Identify every line in the records that contains the word "with", and copy each such line. Case counts.

-- START MATERIAL SHOWN --

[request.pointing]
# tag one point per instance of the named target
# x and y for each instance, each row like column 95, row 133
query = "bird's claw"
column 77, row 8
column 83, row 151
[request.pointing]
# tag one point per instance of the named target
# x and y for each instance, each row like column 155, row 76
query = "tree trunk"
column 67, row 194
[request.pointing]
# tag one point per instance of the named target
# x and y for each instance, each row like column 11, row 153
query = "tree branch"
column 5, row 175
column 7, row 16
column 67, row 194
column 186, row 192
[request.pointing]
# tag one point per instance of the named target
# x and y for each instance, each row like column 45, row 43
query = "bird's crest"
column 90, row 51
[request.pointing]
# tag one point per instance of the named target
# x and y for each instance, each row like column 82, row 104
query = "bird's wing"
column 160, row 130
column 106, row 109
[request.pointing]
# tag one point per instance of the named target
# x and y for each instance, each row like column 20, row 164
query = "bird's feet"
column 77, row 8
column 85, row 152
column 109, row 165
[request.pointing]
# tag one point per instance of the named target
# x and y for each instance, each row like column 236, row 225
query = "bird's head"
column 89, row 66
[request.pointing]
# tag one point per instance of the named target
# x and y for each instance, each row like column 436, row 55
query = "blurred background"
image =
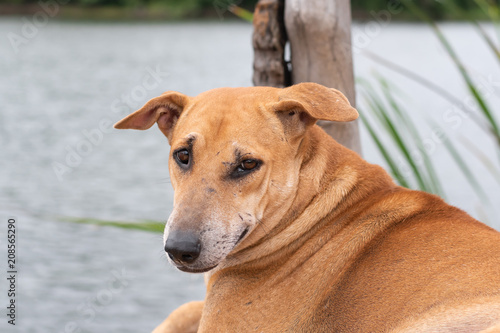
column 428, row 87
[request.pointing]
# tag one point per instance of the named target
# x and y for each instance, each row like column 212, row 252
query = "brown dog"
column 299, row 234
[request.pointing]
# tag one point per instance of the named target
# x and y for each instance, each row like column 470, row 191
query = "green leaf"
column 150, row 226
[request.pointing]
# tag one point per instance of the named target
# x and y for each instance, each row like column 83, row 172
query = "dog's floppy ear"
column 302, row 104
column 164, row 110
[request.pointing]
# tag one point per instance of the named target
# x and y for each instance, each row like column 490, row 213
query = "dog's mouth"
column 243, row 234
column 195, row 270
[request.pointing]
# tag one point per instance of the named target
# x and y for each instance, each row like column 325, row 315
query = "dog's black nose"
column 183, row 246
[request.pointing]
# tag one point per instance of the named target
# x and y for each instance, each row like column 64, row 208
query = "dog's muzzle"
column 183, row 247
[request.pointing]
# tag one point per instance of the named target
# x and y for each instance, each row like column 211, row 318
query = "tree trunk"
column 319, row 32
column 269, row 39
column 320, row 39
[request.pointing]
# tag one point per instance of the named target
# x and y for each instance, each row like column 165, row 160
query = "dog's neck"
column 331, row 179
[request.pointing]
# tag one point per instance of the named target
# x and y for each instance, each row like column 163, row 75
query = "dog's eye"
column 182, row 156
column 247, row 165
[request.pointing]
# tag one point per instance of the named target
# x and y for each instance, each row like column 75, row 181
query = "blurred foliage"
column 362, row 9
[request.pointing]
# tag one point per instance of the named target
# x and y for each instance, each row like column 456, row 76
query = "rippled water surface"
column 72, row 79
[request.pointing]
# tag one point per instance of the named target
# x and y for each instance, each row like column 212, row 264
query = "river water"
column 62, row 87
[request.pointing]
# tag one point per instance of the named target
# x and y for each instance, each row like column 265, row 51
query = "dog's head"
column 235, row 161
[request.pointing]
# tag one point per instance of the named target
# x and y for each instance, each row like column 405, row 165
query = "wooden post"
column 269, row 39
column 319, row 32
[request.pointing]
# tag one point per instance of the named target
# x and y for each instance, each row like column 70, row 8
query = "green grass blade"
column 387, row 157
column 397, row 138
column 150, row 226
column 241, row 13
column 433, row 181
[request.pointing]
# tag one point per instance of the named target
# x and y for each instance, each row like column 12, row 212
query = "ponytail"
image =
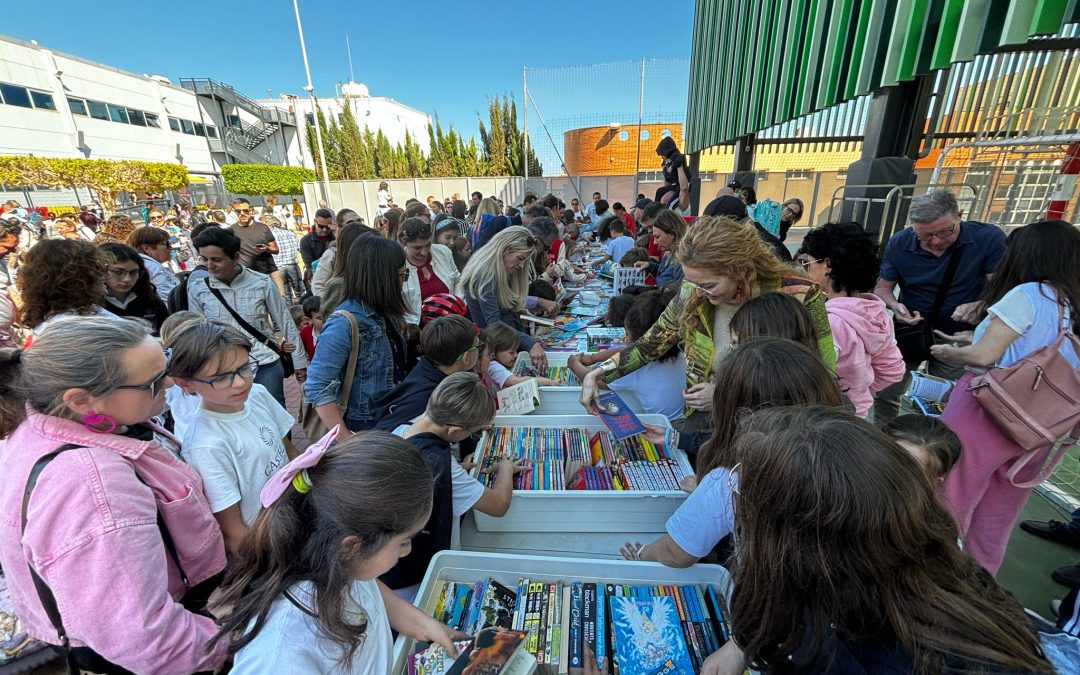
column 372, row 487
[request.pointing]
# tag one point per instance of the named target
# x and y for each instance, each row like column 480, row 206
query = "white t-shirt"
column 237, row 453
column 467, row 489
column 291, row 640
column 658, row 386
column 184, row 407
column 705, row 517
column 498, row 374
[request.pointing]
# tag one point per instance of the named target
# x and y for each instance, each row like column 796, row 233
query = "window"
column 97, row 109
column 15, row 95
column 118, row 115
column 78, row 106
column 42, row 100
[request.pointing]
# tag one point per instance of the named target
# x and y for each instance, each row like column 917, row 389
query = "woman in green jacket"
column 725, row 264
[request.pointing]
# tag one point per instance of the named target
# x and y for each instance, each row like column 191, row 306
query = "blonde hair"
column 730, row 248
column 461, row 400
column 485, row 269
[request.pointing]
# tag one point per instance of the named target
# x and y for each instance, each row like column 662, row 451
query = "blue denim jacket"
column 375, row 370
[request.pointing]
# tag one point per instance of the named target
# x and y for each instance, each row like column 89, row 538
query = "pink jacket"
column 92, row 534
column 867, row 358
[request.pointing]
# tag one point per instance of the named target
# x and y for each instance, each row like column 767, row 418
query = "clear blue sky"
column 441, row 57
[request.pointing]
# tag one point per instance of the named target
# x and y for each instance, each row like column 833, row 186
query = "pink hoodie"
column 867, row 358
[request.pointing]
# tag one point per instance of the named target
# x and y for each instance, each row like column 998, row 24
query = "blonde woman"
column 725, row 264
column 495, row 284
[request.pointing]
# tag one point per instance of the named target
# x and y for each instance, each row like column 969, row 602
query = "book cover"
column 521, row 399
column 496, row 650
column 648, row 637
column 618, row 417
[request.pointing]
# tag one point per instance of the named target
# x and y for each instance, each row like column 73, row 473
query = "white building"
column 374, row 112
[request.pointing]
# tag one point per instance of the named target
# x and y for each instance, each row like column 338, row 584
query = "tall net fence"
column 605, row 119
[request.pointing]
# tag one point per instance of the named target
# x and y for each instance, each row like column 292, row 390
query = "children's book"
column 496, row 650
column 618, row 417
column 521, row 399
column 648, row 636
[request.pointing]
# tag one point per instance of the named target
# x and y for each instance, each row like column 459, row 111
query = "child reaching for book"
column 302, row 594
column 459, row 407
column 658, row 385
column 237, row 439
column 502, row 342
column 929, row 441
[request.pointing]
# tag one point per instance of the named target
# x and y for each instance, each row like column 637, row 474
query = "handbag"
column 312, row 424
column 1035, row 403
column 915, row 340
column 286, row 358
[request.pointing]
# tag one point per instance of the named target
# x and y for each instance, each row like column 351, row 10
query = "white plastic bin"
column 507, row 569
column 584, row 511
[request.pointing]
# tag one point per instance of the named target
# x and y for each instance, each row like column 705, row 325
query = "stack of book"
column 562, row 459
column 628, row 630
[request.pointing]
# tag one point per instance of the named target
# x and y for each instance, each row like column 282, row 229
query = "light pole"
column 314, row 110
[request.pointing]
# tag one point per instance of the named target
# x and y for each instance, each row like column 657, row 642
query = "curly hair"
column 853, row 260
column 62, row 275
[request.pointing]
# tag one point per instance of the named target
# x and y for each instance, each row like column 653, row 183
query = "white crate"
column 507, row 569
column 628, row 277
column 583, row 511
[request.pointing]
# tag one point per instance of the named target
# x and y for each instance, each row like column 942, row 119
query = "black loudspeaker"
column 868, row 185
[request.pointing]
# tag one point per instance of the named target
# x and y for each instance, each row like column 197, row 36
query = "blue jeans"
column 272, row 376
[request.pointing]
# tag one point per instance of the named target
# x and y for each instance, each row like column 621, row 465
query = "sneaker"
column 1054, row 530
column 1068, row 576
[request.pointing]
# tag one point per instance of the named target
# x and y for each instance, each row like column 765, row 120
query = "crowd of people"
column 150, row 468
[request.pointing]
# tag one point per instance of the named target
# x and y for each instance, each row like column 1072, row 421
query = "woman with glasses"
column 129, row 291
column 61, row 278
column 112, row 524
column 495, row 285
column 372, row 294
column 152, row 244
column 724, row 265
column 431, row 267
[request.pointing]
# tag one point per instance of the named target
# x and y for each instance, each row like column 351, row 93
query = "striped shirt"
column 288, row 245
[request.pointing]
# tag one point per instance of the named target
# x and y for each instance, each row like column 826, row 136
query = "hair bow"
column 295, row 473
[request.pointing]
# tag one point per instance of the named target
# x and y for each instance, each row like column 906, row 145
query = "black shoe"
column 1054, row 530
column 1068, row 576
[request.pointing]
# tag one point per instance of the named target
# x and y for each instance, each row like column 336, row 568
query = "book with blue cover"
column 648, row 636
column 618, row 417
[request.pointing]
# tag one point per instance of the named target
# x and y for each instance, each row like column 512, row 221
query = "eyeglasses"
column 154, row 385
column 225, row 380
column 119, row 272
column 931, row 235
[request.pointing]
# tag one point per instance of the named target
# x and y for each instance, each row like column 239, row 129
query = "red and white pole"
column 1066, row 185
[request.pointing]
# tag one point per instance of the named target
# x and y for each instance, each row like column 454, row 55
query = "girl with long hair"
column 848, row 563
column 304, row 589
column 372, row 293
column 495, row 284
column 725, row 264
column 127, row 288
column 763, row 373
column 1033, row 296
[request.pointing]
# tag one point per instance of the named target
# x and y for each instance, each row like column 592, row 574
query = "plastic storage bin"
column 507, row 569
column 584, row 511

-- END MATERIAL SHOWN --

• _RESULT OF THIS TASK_:
query = "woman with glasses"
query = "book with blue cover"
query = "girl with long hair"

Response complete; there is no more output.